** Records to process follows **

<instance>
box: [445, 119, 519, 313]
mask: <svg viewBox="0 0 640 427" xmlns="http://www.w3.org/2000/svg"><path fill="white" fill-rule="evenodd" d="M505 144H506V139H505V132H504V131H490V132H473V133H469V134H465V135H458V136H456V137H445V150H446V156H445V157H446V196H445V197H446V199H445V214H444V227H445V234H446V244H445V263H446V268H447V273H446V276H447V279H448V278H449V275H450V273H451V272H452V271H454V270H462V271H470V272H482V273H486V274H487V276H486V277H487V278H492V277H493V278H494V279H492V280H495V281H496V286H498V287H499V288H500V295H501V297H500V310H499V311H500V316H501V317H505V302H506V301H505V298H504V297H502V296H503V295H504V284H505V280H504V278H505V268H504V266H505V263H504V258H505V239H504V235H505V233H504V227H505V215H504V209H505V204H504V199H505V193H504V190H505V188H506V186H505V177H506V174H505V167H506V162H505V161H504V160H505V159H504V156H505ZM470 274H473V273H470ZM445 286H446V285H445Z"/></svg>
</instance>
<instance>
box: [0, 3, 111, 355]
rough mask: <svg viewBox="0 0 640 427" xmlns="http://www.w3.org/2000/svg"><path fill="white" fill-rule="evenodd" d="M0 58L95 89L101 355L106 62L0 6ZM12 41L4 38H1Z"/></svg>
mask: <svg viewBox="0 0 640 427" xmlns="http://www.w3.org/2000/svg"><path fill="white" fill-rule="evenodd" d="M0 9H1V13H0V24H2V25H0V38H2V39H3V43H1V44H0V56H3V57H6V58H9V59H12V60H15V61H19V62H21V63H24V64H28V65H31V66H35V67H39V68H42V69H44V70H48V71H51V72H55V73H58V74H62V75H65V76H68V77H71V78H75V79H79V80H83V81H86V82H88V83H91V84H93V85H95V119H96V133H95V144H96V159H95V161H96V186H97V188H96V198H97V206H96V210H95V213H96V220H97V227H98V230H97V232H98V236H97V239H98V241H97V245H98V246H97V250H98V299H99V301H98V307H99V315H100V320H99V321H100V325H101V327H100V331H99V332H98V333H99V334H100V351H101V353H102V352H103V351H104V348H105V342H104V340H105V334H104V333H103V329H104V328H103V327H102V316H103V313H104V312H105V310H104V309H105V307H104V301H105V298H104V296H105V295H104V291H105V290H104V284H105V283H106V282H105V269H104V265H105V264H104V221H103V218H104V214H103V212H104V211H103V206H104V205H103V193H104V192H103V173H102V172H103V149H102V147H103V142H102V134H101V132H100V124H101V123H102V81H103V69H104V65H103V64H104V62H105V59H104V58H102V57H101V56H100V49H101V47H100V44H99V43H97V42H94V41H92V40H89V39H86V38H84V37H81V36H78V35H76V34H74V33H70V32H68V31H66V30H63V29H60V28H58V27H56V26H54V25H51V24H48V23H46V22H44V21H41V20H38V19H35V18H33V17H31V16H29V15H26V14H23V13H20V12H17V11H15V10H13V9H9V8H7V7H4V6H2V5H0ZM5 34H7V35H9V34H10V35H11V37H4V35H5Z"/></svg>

** End of Records to process **

Convert every line of the entries above into a Markdown table with the columns "Number" and "Text," giving each line its own numbered row and leaving out blank lines.

| Number | Text |
|---|---|
| 1 | <instance> |
| 2 | box: [445, 119, 519, 313] |
| 3 | mask: <svg viewBox="0 0 640 427" xmlns="http://www.w3.org/2000/svg"><path fill="white" fill-rule="evenodd" d="M505 144H506V139H505V132H504V131H490V132H473V133H469V134H465V135H458V136H456V137H445V150H446V156H445V157H446V196H445V197H446V199H445V214H444V227H445V234H446V244H445V263H446V268H447V273H446V276H447V279H448V278H449V275H450V273H451V272H452V271H454V270H462V271H470V272H482V273H486V274H487V276H486V277H487V278H492V277H493V278H494V279H492V280H495V281H496V286H498V287H499V288H500V295H501V297H500V310H499V311H500V316H501V317H505V302H506V301H505V298H504V297H502V296H503V295H504V284H505V280H504V278H505V268H504V266H505V263H504V258H505V239H504V235H505V233H504V227H505V215H504V209H505V204H504V199H505V193H504V190H505V188H506V186H505V177H506V174H505V167H506V162H505V161H504V160H505V159H504V156H505ZM470 274H473V273H470ZM445 286H446V285H445Z"/></svg> |
| 4 | </instance> |
| 5 | <instance> |
| 6 | box: [0, 3, 111, 355] |
| 7 | rough mask: <svg viewBox="0 0 640 427" xmlns="http://www.w3.org/2000/svg"><path fill="white" fill-rule="evenodd" d="M0 58L95 89L101 355L106 62L0 6ZM12 41L4 38H1Z"/></svg> |
| 8 | mask: <svg viewBox="0 0 640 427" xmlns="http://www.w3.org/2000/svg"><path fill="white" fill-rule="evenodd" d="M0 9H1V13H0V24H2V25H0V38H2V39H3V43H1V44H0V56H3V57H6V58H9V59H12V60H15V61H19V62H21V63H24V64H28V65H31V66H35V67H39V68H42V69H44V70H48V71H51V72H55V73H58V74H62V75H65V76H68V77H71V78H75V79H79V80H83V81H86V82H88V83H91V84H93V85H95V119H96V133H95V144H96V159H95V161H96V186H97V188H96V198H97V206H96V210H95V213H96V220H97V227H98V230H97V232H98V236H97V239H98V241H97V245H98V246H97V250H98V299H99V301H98V307H99V315H100V320H99V321H100V325H101V327H100V331H99V332H98V333H99V334H100V351H101V353H102V352H103V351H104V348H105V342H104V340H105V334H104V333H103V329H104V328H103V327H102V316H103V313H104V312H105V310H104V309H105V307H104V301H105V298H104V296H105V295H104V291H105V290H104V284H105V283H106V282H105V269H104V265H105V264H104V221H103V218H104V214H103V212H104V211H103V206H104V205H103V193H104V192H103V173H102V172H103V149H102V147H103V142H102V134H101V132H100V124H101V123H102V81H103V69H104V65H103V64H104V62H105V59H104V58H102V57H101V56H100V49H101V47H100V44H99V43H97V42H94V41H92V40H89V39H86V38H84V37H81V36H78V35H76V34H74V33H70V32H68V31H66V30H63V29H60V28H58V27H56V26H54V25H51V24H48V23H46V22H44V21H41V20H38V19H35V18H33V17H31V16H29V15H26V14H23V13H20V12H17V11H15V10H13V9H9V8H7V7H4V6H2V5H0ZM5 34H7V35H9V34H10V35H11V37H4V35H5Z"/></svg> |